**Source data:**
==============================
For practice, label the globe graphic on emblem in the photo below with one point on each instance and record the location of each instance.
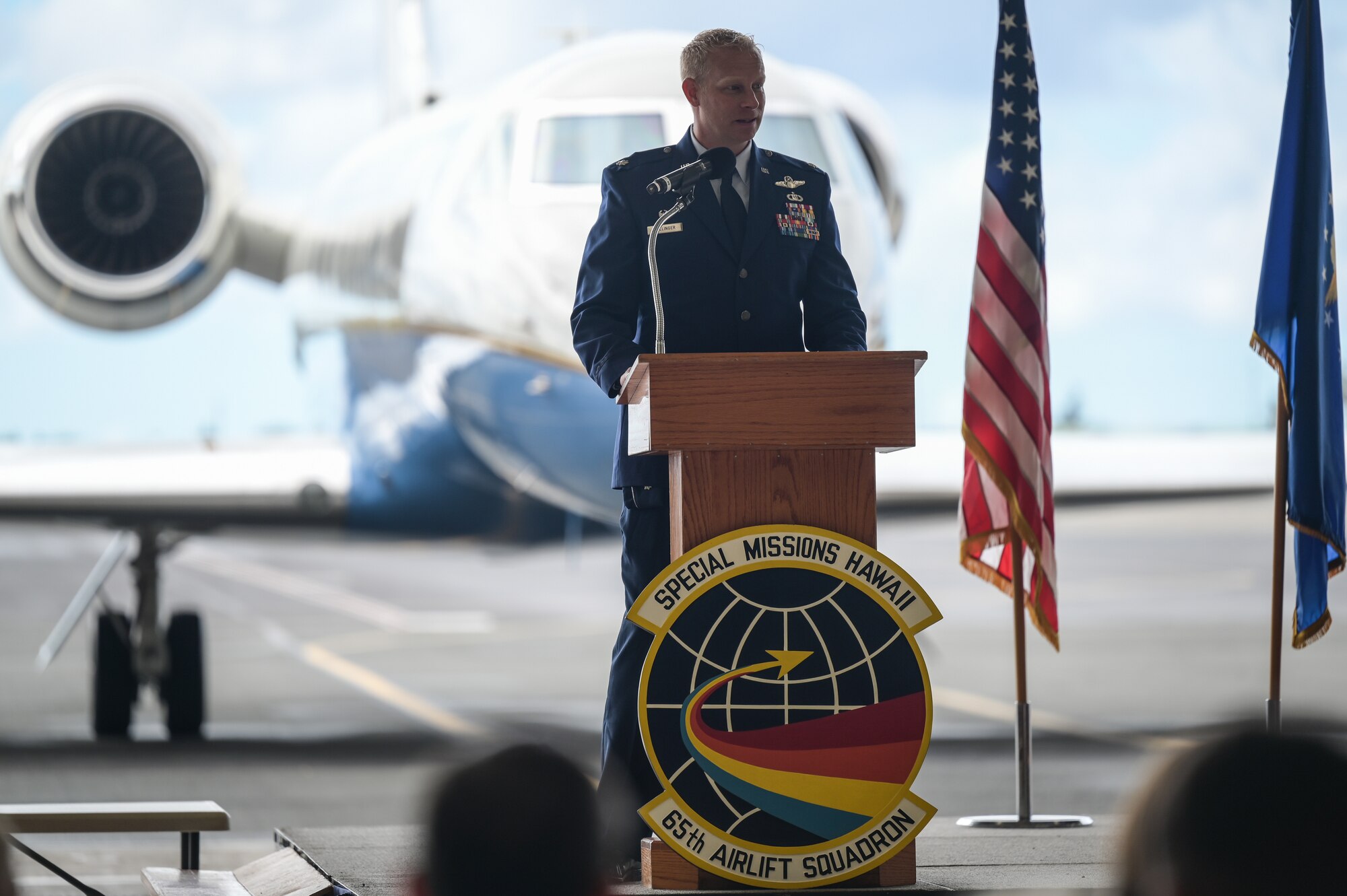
(786, 707)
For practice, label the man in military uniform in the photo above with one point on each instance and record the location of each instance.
(756, 265)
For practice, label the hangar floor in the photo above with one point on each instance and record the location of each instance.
(346, 675)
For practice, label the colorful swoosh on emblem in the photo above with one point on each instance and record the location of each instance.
(826, 776)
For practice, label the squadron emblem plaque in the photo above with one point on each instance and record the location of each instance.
(786, 705)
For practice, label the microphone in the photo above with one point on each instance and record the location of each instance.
(715, 163)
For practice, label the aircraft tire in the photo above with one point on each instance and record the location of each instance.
(114, 679)
(184, 688)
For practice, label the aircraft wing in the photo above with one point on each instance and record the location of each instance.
(1094, 466)
(282, 482)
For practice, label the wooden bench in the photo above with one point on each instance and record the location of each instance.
(187, 819)
(281, 874)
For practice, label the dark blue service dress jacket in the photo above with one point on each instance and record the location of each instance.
(790, 289)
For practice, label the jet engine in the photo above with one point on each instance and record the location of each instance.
(119, 203)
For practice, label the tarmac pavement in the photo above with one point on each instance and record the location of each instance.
(347, 675)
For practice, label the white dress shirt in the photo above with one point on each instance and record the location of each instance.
(742, 164)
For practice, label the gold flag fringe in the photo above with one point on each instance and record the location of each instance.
(1318, 630)
(1321, 627)
(1271, 357)
(1003, 537)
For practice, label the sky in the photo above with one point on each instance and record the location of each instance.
(1160, 124)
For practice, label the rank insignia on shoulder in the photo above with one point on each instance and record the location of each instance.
(798, 221)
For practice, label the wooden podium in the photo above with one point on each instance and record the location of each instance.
(770, 438)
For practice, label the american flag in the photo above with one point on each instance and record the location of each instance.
(1007, 412)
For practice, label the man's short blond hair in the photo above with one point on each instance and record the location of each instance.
(697, 54)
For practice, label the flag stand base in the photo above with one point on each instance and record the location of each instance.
(1032, 821)
(1023, 747)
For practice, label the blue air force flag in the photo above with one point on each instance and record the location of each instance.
(1296, 324)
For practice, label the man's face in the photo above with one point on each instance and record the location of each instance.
(728, 102)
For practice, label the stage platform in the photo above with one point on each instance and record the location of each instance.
(376, 862)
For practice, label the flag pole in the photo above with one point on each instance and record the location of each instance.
(1023, 740)
(1024, 816)
(1279, 568)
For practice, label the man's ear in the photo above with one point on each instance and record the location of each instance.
(690, 90)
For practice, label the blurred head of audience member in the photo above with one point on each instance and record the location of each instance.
(523, 821)
(1251, 813)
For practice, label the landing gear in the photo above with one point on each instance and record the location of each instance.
(114, 679)
(183, 688)
(130, 653)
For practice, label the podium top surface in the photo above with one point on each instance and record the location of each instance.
(773, 400)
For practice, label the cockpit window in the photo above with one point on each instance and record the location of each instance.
(577, 148)
(795, 136)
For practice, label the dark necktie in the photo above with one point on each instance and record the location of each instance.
(736, 215)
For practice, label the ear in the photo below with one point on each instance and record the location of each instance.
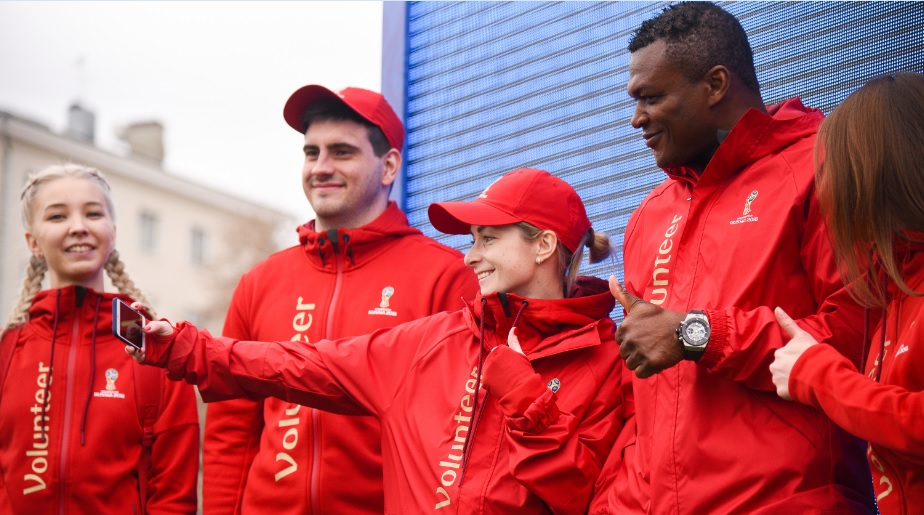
(717, 80)
(392, 165)
(547, 244)
(32, 242)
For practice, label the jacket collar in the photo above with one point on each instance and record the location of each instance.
(755, 136)
(547, 327)
(354, 247)
(70, 303)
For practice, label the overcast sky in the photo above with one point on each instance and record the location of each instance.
(215, 73)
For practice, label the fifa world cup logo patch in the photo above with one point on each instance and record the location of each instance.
(384, 307)
(111, 375)
(387, 292)
(747, 203)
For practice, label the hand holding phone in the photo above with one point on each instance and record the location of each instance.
(127, 323)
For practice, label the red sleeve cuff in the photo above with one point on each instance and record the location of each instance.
(540, 414)
(718, 339)
(518, 400)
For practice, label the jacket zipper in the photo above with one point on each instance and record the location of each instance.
(66, 417)
(315, 415)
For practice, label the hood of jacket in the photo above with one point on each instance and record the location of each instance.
(58, 308)
(755, 136)
(355, 247)
(544, 324)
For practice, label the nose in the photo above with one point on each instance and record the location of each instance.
(318, 165)
(639, 117)
(472, 256)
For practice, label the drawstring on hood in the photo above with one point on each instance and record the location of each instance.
(358, 245)
(51, 360)
(80, 295)
(334, 238)
(86, 404)
(482, 355)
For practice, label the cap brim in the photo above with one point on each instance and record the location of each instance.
(459, 217)
(301, 100)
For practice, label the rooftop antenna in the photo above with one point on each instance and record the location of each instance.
(81, 122)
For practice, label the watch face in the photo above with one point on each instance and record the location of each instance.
(695, 333)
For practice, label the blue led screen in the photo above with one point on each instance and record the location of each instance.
(491, 87)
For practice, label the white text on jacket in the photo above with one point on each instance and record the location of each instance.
(39, 451)
(659, 295)
(453, 461)
(301, 322)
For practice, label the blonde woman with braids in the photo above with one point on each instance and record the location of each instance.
(871, 188)
(73, 431)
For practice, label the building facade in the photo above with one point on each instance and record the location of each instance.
(184, 244)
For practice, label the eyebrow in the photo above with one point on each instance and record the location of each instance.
(61, 205)
(334, 146)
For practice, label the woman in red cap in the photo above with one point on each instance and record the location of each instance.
(871, 189)
(509, 405)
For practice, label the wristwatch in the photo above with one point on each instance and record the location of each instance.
(693, 335)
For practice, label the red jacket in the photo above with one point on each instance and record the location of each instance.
(447, 446)
(71, 377)
(278, 456)
(744, 237)
(887, 412)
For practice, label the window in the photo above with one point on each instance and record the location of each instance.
(197, 247)
(150, 226)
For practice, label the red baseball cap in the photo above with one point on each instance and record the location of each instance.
(368, 104)
(524, 195)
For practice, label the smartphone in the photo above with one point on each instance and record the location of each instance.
(127, 323)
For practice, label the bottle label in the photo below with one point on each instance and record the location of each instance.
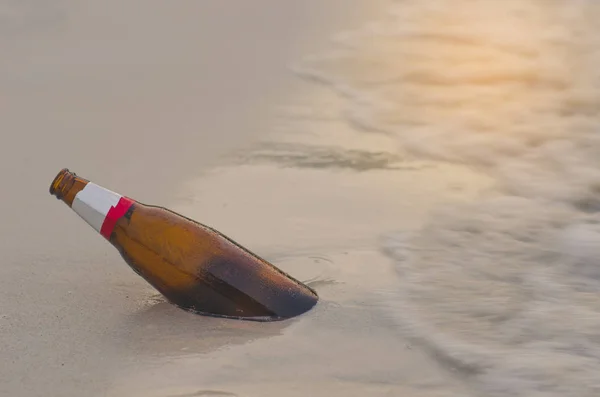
==============================
**WHAT THIS TASK INVOLVES:**
Restate each line of the records exactly; pictures do not belong in the copy.

**EXERCISE SOLUTION:**
For practice, label the globe graphic on emblem in the photo below with one point on each instance and record the location of each instance.
(786, 707)
For practice, label the man in military uniform in the photo above with one point on each instance and record the location of each instance.
(756, 265)
For practice, label the hangar floor in the photo above with one point on each instance and record the location of each instance.
(346, 675)
For practice, label the colorful swoosh on emblem in the photo above with one point on each instance and record the location of each instance.
(826, 776)
For practice, label the squadron emblem plaque in the photo above with one point on each instance and record the location of each instance.
(786, 705)
For practice, label the microphone in the photo above with one point on each instance and record the location of each instance.
(715, 163)
For practice, label the aircraft tire in the photo above with one point on each instance and record the location of each instance.
(114, 679)
(184, 688)
For practice, label the aircraft wing in the photo above with one point on each instance and record the location of each instance.
(1094, 466)
(282, 482)
For practice, label the wooden bench in the photo above with one point on each instance and record the location of each instance.
(187, 819)
(281, 874)
For practice, label the dark blue service dress jacket in the photo above with one point on each instance and record the location of each instance.
(790, 289)
For practice, label the jet engine in the photo above with one point on each instance and record the location of each instance.
(119, 203)
For practice, label the tarmac pavement in the photo above with one point on each instance and record the location of each instance.
(347, 675)
For practice, label the white dress shirt in the photo above with one point on each instance and record the location of each instance.
(742, 164)
For practice, label the gold flag fringe in the photo above with one point on each instance and record the location of each instance.
(1318, 630)
(1321, 627)
(1271, 357)
(1003, 537)
For practice, label the sky in the photo above with one point on each instance and record the location of each instance.
(1160, 124)
For practice, label the rank insignia on shoulder in the photo above with one point on each instance and record the location of each instance.
(798, 221)
For practice, label the wooden podium in the photo above with one point on each instance and record the location of each instance.
(770, 438)
For practice, label the american flag in the photo above with one point on each instance and record the location of each instance.
(1007, 412)
For practice, label the man's short blond hair in the photo above with one point on each instance and record the location of each instance.
(697, 54)
For practice, label the flag stand base in the photo above with one point on each instance and record the location of each instance.
(1032, 821)
(1023, 747)
For practice, label the blue air force flag in the photo above with one point on each instance and record the location of each instance.
(1296, 324)
For practice, label the man's face in the photo above with one point on each instance and record the location of each instance.
(728, 102)
For practice, label the stage platform in the photo above with one point on each instance and record the location of each instance.
(376, 862)
For practice, label the flag pole in the photo above with one point on each instance and record the location of each instance.
(1023, 740)
(1024, 816)
(1279, 568)
For practice, label the man's ear in the photo above with one point on each instance and record the location of each instance.
(690, 90)
For practice, label the blurred head of audience member in the photo above with one point on each instance and record the location of each instance.
(523, 821)
(1251, 813)
For practice, label the landing gear in the photo above with one point on each instance and record the location of each instance.
(114, 679)
(183, 688)
(130, 653)
For practice, label the podium top surface in the photo above with one point on each instance and record the location of each instance.
(773, 400)
For practice, label the cockpit window in the photo above with one point on each instance and record the location of each instance.
(577, 148)
(795, 136)
For practice, label the dark necktie in the photo above with one point on each instance and record the location of each instance.
(736, 215)
For practice, label the ear in the photo below with one point on each instance and record the location of each instance.
(717, 80)
(392, 165)
(547, 244)
(32, 242)
For practice, label the jacket collar in the photo above with one point on each instance and record the location of each instance.
(755, 136)
(547, 327)
(354, 247)
(70, 303)
For practice, label the overcast sky in the photo above with one point on each instance and record the location of each instance.
(215, 73)
For practice, label the fifa world cup logo patch in the photo above with one point on each instance and record the location of each instance.
(384, 307)
(111, 375)
(387, 292)
(747, 203)
For practice, label the hand holding phone in the photo above with one point on each instance and record the location of each instance.
(127, 323)
For practice, label the red sleeve cuff in the photo above with one point on each instance and record the location of each instance.
(540, 414)
(718, 339)
(518, 400)
For practice, label the jacket zipper in the photo above with one point on each instance and record the location of each instance.
(66, 417)
(315, 415)
For practice, label the hood of jacket in the photo above with one point on each instance and record the location of each instance.
(58, 308)
(755, 136)
(355, 247)
(544, 324)
For practice, label the nose in the photo above with one point on each instance and record the location of each instance.
(318, 165)
(639, 117)
(472, 256)
For practice, label the drawstring on hood in the photo above with one point on each instance and record the location of each instance.
(358, 245)
(51, 360)
(80, 295)
(334, 238)
(86, 404)
(482, 355)
For practice, label the cap brim in the photo above with one point on each instance and record the location of each instance.
(459, 217)
(301, 100)
For practice, label the rooftop antenna in the photo above with one point on each instance and record the location of each instance.
(81, 122)
For practice, label the watch face in the photo above with one point on each instance and record the location of each instance.
(695, 333)
For practice, label the blue led screen in the photo above with one point on each instance and record the location of each instance.
(491, 87)
For practice, label the white text on jacket in the photo above with one point on each instance and record the location of each instance.
(39, 451)
(659, 295)
(453, 461)
(301, 322)
For practice, label the blonde woman with braids in the photo above with one point on each instance and record the location of each instance.
(871, 188)
(73, 431)
For practice, label the building facade in the photo above with one point on each instance and record the location of each instance.
(184, 244)
For practice, label the eyebrow in the photo above with one point on each instance and record the location of each instance.
(61, 205)
(334, 146)
For practice, label the woman in red cap in the photo above with one point on each instance and record the location of each instance.
(871, 189)
(509, 405)
For practice, label the wristwatch in the photo above with one point on each instance and record the location of each instance.
(693, 335)
For practice, label the red jacket in the photo above with one point on each instance and record the location of each instance.
(447, 446)
(71, 377)
(278, 456)
(744, 237)
(887, 412)
For practice, label the window in the photo above with one point on each instance and record the location of each instance.
(197, 247)
(150, 226)
For practice, label the red baseball cap in the photo above with one point on each instance and record the location of each instance.
(368, 104)
(524, 195)
For practice, label the smartphone in the photo above with one point on each instance and record the location of each instance.
(127, 323)
For practice, label the bottle label in the photo below with one point on each instance and record the location of each instance.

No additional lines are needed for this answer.